• [Text block]:
5.4. In the event that PPG accepts the Customer’s request to cancel an order for Goods in production or Services, the Customer will be liable to PPG for the costs of the Goods or Services to the extent that they have been created or provided, including all costs related to engineering and manufacturing.
5.5. In the event that PPG accepts the Customer’s request to cancel an order for made to order Goods or commissioned Goods for specific projects, PPG may retain any deposit paid by the Customer, and the Customer will be liable to PPG for any further costs of the Goods or Services to the extent that they have been created or provided, including all costs related to engineering and manufacturing.
6.1. Delivery dates quoted are estimated or indicative dates only and are based on the information available to PPG at the time that the Purchase Order is accepted. To the maximum extent permitted by law, any estimated delivery dates only are not binding on PPG. PPG will use all reasonable endeavours to meet any estimated delivery dates but will not be liable for any loss, consequential or otherwise, suffered by the Customer or any third party if Goods or Services are delayed or delivered on an alternative date.
6.2. To the maximum extent permitted by law, delays will not entitle the Customer or any third party to claim for financial loss or damages (whether direct or indirect), neither will they entitle the Customer to refuse delivery of the Goods or refuse to pay in full when the Goods are delivered.
6.3. Once the Goods leave PPG’s premises, PPG will not accept any liability for loss or damage, howsoever caused, in any stages of transit. Once the Goods have left PPG’s premises, the risk of damage passes wholly to the Customer or any agent that represents the Customer. However, if the Customer reports that Goods have been lost or damaged, PPG will use reasonable endeavors to assist the Customer with the claim against the shipping company.
6.4. In cases where Goods are being supplied for overseas export and forwarding, it is the Customer’s responsibility to ensure that:
(a) all documentation, legislation and regulations which apply or may apply to the import/export of the Goods are fully complied with; and
(b) all applicable taxes, duties and excise charges in respect of the import/export of the Goods are paid in full (by the Customer).
6.5. PPG accepts no liability for any costs associated with the exportation of Goods, including (but not limited to) any costs arising as a result of omissions and errors made by the Customer.
7. OWNERSHIP OF GOODS & TOOLING
7.1. All Goods shall remain the property of PPG until the Customer has paid the Price to PPG in full, in accordance with these Terms. Title to the Goods will pass to the Customer on the date that the Customer pays the Price in accordance with these Terms.
7.2. Where the Customer takes possession of the Goods before title passes, risk in the Goods will pass to the Customer. However, the Customer shall hold the Goods as the fiduciary agent of PPG. It is the Customer’s responsibility to store the Goods so they are identifiable as the property of PPG and shall allow access to representatives of PPG to visit the premises where the Goods are stored to check on or re-possess the Goods until such time as full payment of the Price is made in accordance with these Terms.
7.3. If the Goods are not available or have been sold, then the Customer is liable to pay the full amount of the re-sale to PPG, notwithstanding any other claim or costs that PPG may have incurred in order to recover the debt.
7.4. For the avoidance of doubt, any tooling, equipment and fixtures that are invoiced at part-cost only are to remain the property of PPG until the Customer pays the Price in full to PPG, in accordance with these Terms.

• [Record list]:
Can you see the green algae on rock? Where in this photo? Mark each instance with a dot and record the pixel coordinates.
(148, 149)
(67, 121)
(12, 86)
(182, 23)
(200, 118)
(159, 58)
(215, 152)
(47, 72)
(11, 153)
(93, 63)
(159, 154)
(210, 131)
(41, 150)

• [Tasks to carry out]:
1. Translate this sentence from the terms excerpt into Spanish: "Once the Goods leave PPG’s premises, PPG will not accept any liability for loss or damage, howsoever caused, in any stages of transit."
2. Rewrite the part of the terms excerpt starting at "6.4. In cases" and ending at "by the Customer.", switching "Customer" to "Buyer" throughout.
The lines were taken from a different source than the terms excerpt.

• [Answers to the tasks]:
1. Una vez que los Bienes salgan de las instalaciones de PPG, PPG no aceptará ninguna responsabilidad por pérdidas o daños, cualquiera que sea su causa, en ninguna etapa del transporte.

2.
6.4. In cases where Goods are being supplied for overseas export and forwarding, it is the Buyer’s responsibility to ensure that:
(a) all documentation, legislation and regulations which apply or may apply to the import/export of the Goods are fully complied with; and
(b) all applicable taxes, duties and excise charges in respect of the import/export of the Goods are paid in full (by the Buyer).
6.5. PPG accepts no liability for any costs associated with the exportation of Goods, including (but not limited to) any costs arising as a result of omissions and errors made by the Buyer.